---------- DATASET ROWS ----------

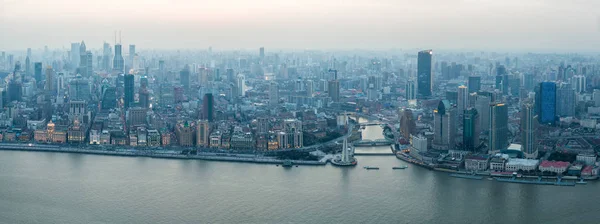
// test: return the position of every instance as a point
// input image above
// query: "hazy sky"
(563, 25)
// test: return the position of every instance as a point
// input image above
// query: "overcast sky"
(561, 25)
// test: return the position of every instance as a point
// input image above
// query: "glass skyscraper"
(424, 77)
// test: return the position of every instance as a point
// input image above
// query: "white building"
(515, 164)
(587, 159)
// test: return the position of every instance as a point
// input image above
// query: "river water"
(38, 187)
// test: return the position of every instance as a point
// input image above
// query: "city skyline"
(477, 25)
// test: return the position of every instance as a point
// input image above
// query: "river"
(39, 187)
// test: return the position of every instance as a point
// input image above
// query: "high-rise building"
(203, 133)
(241, 85)
(184, 78)
(185, 134)
(106, 52)
(49, 77)
(498, 138)
(262, 52)
(411, 90)
(528, 123)
(596, 97)
(471, 129)
(208, 107)
(118, 62)
(444, 126)
(408, 126)
(129, 90)
(131, 54)
(462, 101)
(38, 72)
(474, 84)
(545, 102)
(482, 105)
(565, 100)
(424, 74)
(109, 98)
(75, 54)
(333, 89)
(578, 83)
(273, 93)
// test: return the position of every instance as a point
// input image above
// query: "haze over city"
(512, 25)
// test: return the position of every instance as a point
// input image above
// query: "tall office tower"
(118, 62)
(545, 102)
(184, 78)
(208, 107)
(87, 69)
(565, 100)
(49, 78)
(471, 129)
(241, 85)
(411, 90)
(262, 52)
(273, 94)
(202, 133)
(263, 125)
(293, 131)
(596, 97)
(482, 105)
(463, 100)
(444, 126)
(37, 72)
(131, 54)
(109, 98)
(129, 91)
(310, 88)
(75, 55)
(333, 89)
(424, 74)
(498, 139)
(528, 123)
(474, 84)
(106, 51)
(230, 75)
(144, 96)
(528, 82)
(27, 66)
(578, 83)
(408, 125)
(82, 59)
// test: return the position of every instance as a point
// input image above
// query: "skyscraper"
(565, 100)
(38, 72)
(411, 90)
(474, 84)
(106, 51)
(208, 107)
(463, 99)
(273, 93)
(546, 102)
(471, 129)
(407, 124)
(579, 83)
(184, 78)
(202, 133)
(118, 62)
(424, 74)
(444, 126)
(262, 52)
(129, 91)
(528, 131)
(498, 139)
(131, 54)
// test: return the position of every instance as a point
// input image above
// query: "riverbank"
(155, 154)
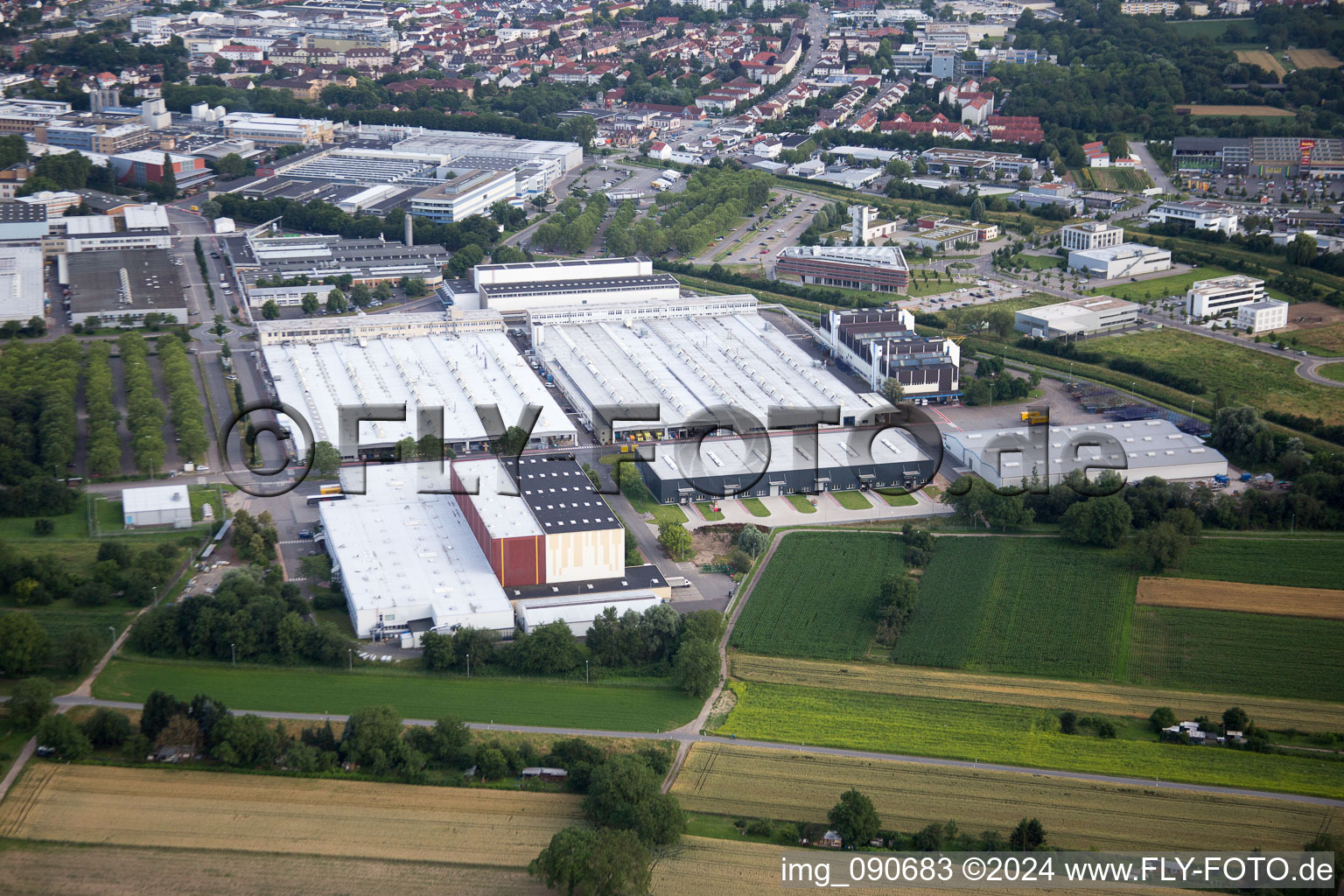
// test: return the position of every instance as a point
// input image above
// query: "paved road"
(686, 738)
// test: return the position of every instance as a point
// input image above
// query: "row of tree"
(104, 446)
(186, 410)
(145, 411)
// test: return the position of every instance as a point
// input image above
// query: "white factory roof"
(20, 284)
(147, 216)
(506, 514)
(399, 549)
(732, 456)
(687, 364)
(155, 497)
(1145, 444)
(458, 374)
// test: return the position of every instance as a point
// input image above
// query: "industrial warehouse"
(413, 562)
(1133, 449)
(418, 360)
(683, 359)
(781, 464)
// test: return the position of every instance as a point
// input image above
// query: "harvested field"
(1206, 594)
(1312, 60)
(263, 815)
(39, 870)
(1083, 697)
(1080, 815)
(1264, 60)
(1234, 112)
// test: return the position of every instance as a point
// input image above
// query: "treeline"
(187, 413)
(144, 411)
(659, 642)
(573, 226)
(104, 446)
(1136, 367)
(38, 387)
(253, 615)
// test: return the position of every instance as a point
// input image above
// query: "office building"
(1222, 294)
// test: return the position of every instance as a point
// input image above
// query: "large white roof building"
(458, 374)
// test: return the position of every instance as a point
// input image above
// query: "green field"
(1248, 376)
(1025, 606)
(815, 597)
(626, 705)
(1238, 653)
(754, 507)
(1004, 734)
(852, 500)
(1293, 562)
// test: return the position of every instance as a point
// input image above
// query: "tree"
(1101, 520)
(696, 667)
(65, 737)
(752, 540)
(324, 458)
(854, 818)
(168, 185)
(626, 794)
(107, 728)
(158, 712)
(675, 539)
(1158, 547)
(593, 863)
(1027, 836)
(1236, 719)
(30, 702)
(1161, 718)
(78, 650)
(23, 644)
(1303, 250)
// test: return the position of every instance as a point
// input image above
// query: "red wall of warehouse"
(519, 560)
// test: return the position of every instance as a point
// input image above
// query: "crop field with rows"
(1045, 693)
(255, 813)
(745, 782)
(1238, 653)
(1004, 734)
(37, 870)
(815, 597)
(1298, 564)
(1025, 606)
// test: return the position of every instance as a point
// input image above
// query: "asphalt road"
(684, 737)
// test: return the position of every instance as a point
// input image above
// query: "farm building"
(578, 612)
(785, 464)
(456, 363)
(683, 358)
(1135, 449)
(413, 556)
(156, 506)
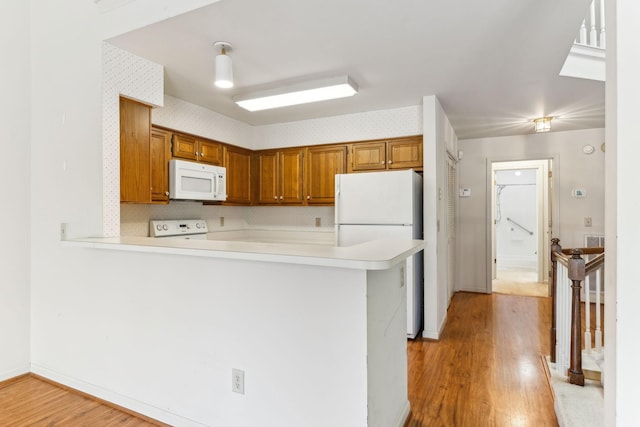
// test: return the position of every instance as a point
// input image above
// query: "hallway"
(486, 370)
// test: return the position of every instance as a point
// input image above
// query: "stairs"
(575, 405)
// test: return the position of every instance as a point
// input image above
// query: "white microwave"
(196, 181)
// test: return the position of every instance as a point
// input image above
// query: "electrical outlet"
(237, 381)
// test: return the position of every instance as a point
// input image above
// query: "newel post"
(576, 275)
(555, 247)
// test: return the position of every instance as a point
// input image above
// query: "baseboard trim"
(12, 374)
(404, 416)
(13, 380)
(126, 404)
(99, 400)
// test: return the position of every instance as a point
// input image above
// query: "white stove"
(180, 228)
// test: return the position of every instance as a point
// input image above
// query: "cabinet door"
(210, 152)
(267, 177)
(368, 156)
(184, 147)
(290, 176)
(238, 163)
(322, 165)
(160, 156)
(405, 153)
(135, 139)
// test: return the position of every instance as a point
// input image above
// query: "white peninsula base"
(319, 344)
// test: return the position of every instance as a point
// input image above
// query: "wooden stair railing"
(576, 271)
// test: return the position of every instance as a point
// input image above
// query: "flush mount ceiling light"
(300, 93)
(542, 124)
(224, 67)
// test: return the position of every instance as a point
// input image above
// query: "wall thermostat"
(579, 193)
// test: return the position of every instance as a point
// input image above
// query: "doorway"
(520, 227)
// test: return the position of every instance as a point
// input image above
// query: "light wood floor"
(486, 370)
(29, 401)
(519, 282)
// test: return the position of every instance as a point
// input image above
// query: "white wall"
(623, 200)
(187, 117)
(15, 173)
(571, 169)
(611, 206)
(349, 127)
(437, 140)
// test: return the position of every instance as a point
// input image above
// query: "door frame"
(547, 202)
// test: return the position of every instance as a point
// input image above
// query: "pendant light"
(542, 124)
(224, 66)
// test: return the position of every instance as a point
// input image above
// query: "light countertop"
(373, 255)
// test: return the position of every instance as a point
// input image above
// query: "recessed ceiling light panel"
(301, 93)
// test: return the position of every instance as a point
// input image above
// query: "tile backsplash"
(134, 218)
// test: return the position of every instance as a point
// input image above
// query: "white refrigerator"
(381, 205)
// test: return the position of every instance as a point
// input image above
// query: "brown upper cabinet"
(279, 176)
(135, 154)
(238, 163)
(160, 156)
(322, 165)
(189, 147)
(397, 153)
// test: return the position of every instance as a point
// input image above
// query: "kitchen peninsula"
(319, 331)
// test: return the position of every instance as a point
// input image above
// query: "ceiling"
(493, 64)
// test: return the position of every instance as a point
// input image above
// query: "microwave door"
(196, 185)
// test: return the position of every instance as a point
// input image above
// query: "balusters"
(583, 33)
(564, 320)
(593, 36)
(587, 314)
(576, 275)
(555, 247)
(597, 33)
(598, 342)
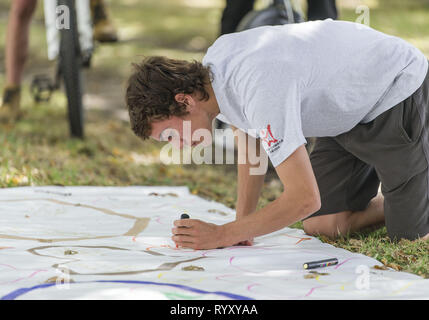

----------

Pick out each line in the records that contains the string "ceiling" and copy those lines.

// query: "flush mount ceiling light"
// query: "recessed ceiling light panel"
// query: "ceiling"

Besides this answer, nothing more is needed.